### Action item
Only the line containing "Q: Place a marker on the child's" and those after it, up to the end of the records below, are to be set down, exactly as written.

### Natural-language object grounding data
- Opening Delimiter -
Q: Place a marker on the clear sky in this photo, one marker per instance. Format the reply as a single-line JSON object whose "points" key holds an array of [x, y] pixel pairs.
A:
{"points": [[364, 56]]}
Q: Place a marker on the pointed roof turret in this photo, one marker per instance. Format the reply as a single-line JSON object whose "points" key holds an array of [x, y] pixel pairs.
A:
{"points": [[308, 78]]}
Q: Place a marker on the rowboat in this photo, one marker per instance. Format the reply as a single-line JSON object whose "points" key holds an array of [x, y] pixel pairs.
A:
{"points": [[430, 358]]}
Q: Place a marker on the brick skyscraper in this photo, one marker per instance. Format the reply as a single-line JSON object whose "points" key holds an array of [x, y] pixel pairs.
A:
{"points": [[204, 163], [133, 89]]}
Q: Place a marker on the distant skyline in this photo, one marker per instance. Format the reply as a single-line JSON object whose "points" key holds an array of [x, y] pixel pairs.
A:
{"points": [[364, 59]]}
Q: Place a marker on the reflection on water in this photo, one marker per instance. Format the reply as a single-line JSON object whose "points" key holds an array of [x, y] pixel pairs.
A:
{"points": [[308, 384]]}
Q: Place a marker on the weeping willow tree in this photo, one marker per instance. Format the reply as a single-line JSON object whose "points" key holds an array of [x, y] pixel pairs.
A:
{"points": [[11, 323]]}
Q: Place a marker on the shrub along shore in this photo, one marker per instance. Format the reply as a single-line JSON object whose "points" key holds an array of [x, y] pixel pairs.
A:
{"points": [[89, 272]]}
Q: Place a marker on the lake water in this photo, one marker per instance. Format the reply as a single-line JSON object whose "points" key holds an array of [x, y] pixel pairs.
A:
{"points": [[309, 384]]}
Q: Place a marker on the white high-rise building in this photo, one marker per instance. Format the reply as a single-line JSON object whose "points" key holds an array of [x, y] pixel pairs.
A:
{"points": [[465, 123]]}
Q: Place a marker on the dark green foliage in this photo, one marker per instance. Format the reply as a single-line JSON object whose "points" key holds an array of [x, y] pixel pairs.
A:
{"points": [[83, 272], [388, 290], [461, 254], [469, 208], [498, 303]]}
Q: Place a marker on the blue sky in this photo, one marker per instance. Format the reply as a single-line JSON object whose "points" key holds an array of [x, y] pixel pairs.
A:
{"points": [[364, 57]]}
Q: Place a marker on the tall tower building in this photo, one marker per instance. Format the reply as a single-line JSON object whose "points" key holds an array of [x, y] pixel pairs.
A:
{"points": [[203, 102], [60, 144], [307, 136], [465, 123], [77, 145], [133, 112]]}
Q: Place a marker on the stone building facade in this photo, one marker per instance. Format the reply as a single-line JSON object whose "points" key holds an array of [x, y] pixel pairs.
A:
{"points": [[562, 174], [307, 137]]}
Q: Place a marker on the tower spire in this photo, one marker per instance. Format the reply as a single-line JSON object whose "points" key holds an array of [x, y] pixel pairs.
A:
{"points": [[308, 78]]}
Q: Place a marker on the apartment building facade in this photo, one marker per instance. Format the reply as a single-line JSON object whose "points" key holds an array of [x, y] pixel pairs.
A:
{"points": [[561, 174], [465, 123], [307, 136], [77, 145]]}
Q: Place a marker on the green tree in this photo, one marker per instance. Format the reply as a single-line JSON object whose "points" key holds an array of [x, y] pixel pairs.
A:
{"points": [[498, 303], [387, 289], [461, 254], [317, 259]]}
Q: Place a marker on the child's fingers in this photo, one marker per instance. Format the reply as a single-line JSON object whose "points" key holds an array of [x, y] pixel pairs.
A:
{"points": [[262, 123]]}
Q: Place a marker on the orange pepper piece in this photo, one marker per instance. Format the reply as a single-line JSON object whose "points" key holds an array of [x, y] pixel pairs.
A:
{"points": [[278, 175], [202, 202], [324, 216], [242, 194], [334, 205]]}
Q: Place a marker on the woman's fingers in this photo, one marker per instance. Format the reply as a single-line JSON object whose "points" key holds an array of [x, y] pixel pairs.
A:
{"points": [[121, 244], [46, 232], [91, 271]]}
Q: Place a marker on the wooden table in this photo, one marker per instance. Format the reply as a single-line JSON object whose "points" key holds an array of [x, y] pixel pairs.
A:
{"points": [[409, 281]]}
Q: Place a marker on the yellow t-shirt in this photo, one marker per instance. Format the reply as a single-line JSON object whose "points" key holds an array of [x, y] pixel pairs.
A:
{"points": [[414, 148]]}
- Closing Delimiter -
### Exercise output
Q: Place a marker on the child's fingers in this photo, one marker per instance. Format the reply as a single-line JSON object whose "points" key holds an array of [x, y] pixel pairs.
A:
{"points": [[262, 123]]}
Q: Place a marker on the orange pepper piece in this photo, one marker per instance. Format the reply as a single-line JSON object whose "points" key holds an array of [x, y] pixel pairs.
A:
{"points": [[278, 175], [202, 202], [324, 216], [242, 194], [334, 205]]}
Q: Place a marker on the woman's fingers in this photo, one marker per instance. Format the reply as a single-line JSON object whose "points" key holds an array of [x, y] pixel pairs.
A:
{"points": [[121, 244], [46, 232], [91, 271]]}
Q: Place a marker on the wooden table in this photo, one marker per instance. Format the reply as a single-line JSON object whose "points" key holds an array of [x, y] pixel pairs.
A:
{"points": [[409, 281]]}
Q: Place a marker on the yellow t-shirt in this photo, one marker per instance. Format the reply as a single-line JSON object whose "points" key holds an array of [x, y] pixel pairs.
A:
{"points": [[414, 148]]}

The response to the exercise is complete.